What you have to do: Duplicate the passage on the judiciary of the Rightly-Guided Caliphs word for word, between "1. The judiciary" and "to settle disputes.", inclusive.

Given passage:

• • • • • • •

The Distinctive Features of the Judiciary During the Era of the Rightly-Guided Caliphs

The Distinctive Features of the Judiciary During the Era of the Rightly-Guided Caliphs

The judiciary during the era of the Rightly-Guided Caliphs ranks second in importance only to the judiciary during the lifetime of the Prophet (ﷺ), which is the source of all Islamic law. Judicial law during the era of the Rightly-Guided Caliphs was a complete and perfect system of law, and it consisted of brilliant practical examples of what Islamic law represents. Judicial law during that golden era became an example for all ensuing generations.

The following, in summary, are the main features of the judiciary during the era of the Rightly-Guided Caliphs:

  1. The judiciary during the era of the Rightly-Guided Caliphs was an extension of what the judiciary was like during the lifetime of the Prophet (ﷺ). The Rightly-Guided Caliphs adhered to the Messenger’s methodology, such as by shortening the time it took to settle legal disputes. Moreover, as was the case during the lifetime of the Prophet (ﷺ), there were relatively a small number of cases and disputes they had to settle – a small number relative to the vast lands and large populations they governed. And as was the case during the lifetime of the Prophet (ﷺ), only qualified and knowledgeable judges were appointed to settle disputes.

• • • • • • •

Provided data:
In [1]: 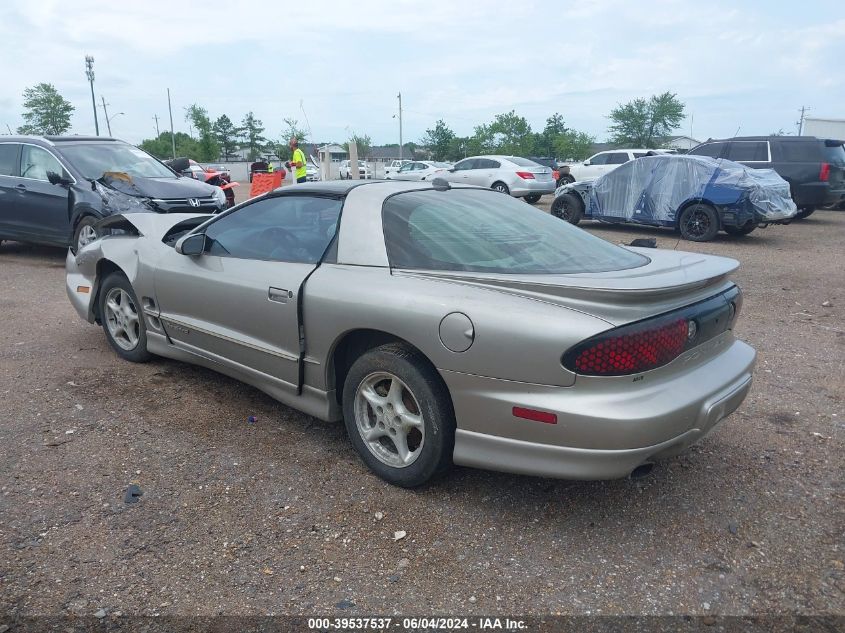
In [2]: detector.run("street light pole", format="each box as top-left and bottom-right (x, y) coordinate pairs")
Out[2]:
(397, 92), (402, 160)
(85, 55), (100, 136)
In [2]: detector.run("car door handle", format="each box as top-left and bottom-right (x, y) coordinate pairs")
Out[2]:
(267, 286), (293, 303)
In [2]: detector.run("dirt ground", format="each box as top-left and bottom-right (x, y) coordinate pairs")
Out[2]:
(0, 198), (845, 616)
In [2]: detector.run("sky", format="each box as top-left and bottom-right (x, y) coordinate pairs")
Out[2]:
(0, 0), (845, 144)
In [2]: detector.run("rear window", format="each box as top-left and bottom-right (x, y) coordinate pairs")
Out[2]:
(778, 140), (821, 163)
(823, 141), (845, 167)
(383, 189), (648, 274)
(0, 143), (18, 176)
(728, 141), (769, 163)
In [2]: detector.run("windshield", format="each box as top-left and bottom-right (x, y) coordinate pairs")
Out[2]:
(383, 189), (648, 274)
(62, 142), (176, 180)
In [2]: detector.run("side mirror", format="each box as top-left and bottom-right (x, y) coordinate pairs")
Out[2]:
(176, 233), (205, 257)
(47, 171), (70, 186)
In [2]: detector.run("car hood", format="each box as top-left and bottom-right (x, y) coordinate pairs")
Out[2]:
(100, 175), (214, 199)
(400, 247), (739, 325)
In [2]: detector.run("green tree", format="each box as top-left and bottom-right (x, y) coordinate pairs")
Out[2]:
(553, 130), (596, 160)
(241, 112), (267, 160)
(18, 83), (74, 135)
(139, 132), (200, 160)
(212, 114), (242, 159)
(488, 110), (534, 156)
(420, 119), (455, 160)
(185, 103), (220, 161)
(609, 92), (684, 148)
(343, 134), (373, 160)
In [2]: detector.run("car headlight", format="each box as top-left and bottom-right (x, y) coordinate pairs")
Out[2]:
(211, 187), (226, 207)
(94, 181), (155, 215)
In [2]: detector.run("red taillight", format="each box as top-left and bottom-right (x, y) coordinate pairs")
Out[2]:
(819, 163), (830, 182)
(513, 407), (557, 424)
(569, 318), (694, 376)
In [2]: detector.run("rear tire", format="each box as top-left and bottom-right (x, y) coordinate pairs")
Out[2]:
(552, 191), (584, 225)
(678, 202), (719, 242)
(343, 343), (455, 488)
(99, 272), (152, 363)
(724, 221), (757, 237)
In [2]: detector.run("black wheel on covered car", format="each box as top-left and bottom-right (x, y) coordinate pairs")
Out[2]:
(70, 215), (100, 254)
(343, 343), (455, 488)
(724, 220), (757, 236)
(99, 272), (152, 363)
(678, 202), (719, 242)
(552, 191), (584, 224)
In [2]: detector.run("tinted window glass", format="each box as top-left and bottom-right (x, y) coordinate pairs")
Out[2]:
(21, 145), (64, 182)
(205, 196), (341, 264)
(778, 141), (821, 163)
(823, 143), (845, 167)
(689, 143), (725, 158)
(728, 141), (769, 162)
(383, 189), (648, 274)
(62, 143), (176, 180)
(0, 143), (20, 176)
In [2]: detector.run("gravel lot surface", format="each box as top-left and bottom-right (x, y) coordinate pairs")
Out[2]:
(0, 198), (845, 624)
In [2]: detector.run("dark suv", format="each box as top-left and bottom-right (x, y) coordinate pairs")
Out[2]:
(689, 136), (845, 218)
(0, 136), (226, 250)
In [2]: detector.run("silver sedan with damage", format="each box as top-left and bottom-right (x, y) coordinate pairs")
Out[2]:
(67, 180), (755, 486)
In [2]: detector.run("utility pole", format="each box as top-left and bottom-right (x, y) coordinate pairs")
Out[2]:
(100, 95), (111, 136)
(798, 106), (810, 136)
(85, 55), (100, 136)
(167, 88), (176, 159)
(398, 92), (402, 160)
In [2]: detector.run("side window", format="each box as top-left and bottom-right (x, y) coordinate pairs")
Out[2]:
(205, 195), (342, 264)
(21, 145), (64, 182)
(728, 141), (769, 163)
(0, 143), (20, 176)
(689, 143), (725, 158)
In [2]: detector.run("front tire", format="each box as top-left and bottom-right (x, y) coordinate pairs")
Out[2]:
(71, 215), (100, 255)
(343, 343), (455, 488)
(552, 191), (584, 225)
(99, 272), (152, 363)
(678, 202), (719, 242)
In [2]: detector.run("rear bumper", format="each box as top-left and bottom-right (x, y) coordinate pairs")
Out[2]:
(441, 333), (756, 479)
(510, 180), (557, 198)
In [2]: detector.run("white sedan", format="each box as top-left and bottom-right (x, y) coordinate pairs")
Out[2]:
(387, 160), (452, 180)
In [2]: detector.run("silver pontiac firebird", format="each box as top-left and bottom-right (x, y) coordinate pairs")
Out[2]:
(67, 179), (755, 487)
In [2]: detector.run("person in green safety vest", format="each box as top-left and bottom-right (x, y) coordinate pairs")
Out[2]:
(285, 138), (308, 183)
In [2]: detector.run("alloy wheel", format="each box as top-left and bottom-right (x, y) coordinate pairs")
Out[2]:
(103, 288), (141, 352)
(354, 372), (425, 468)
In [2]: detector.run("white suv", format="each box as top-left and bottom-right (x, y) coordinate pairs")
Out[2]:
(384, 159), (413, 179)
(569, 149), (662, 182)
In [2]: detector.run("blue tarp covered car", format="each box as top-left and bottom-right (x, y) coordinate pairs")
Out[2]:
(552, 154), (797, 242)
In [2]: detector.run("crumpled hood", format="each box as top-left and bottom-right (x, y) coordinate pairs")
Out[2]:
(99, 175), (214, 199)
(397, 247), (739, 325)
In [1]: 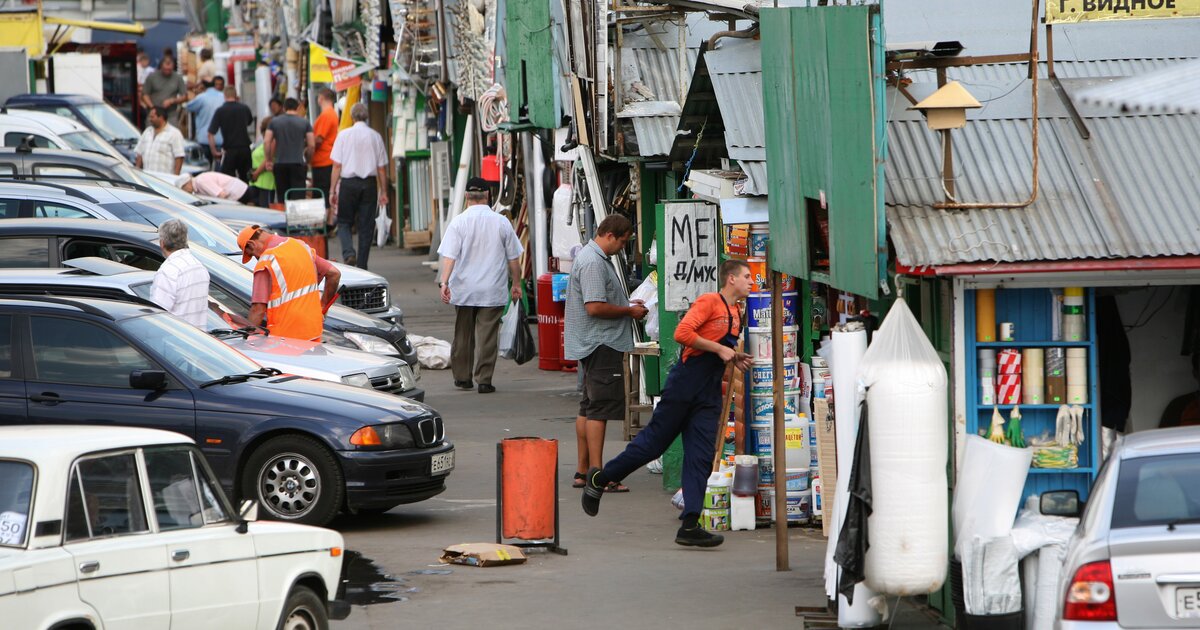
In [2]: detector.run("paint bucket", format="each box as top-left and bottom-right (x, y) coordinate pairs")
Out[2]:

• • • • • • •

In response:
1. The judiciary during the era of the Rightly-Guided Caliphs was an extension of what the judiciary was like during the lifetime of the Prophet (ﷺ). The Rightly-Guided Caliphs adhered to the Messenger’s methodology, such as by shortening the time it took to settle legal disputes. Moreover, as was the case during the lifetime of the Prophet (ﷺ), there were relatively a small number of cases and disputes they had to settle – a small number relative to the vast lands and large populations they governed. And as was the case during the lifetime of the Prophet (ﷺ), only qualified and knowledgeable judges were appointed to settle disputes.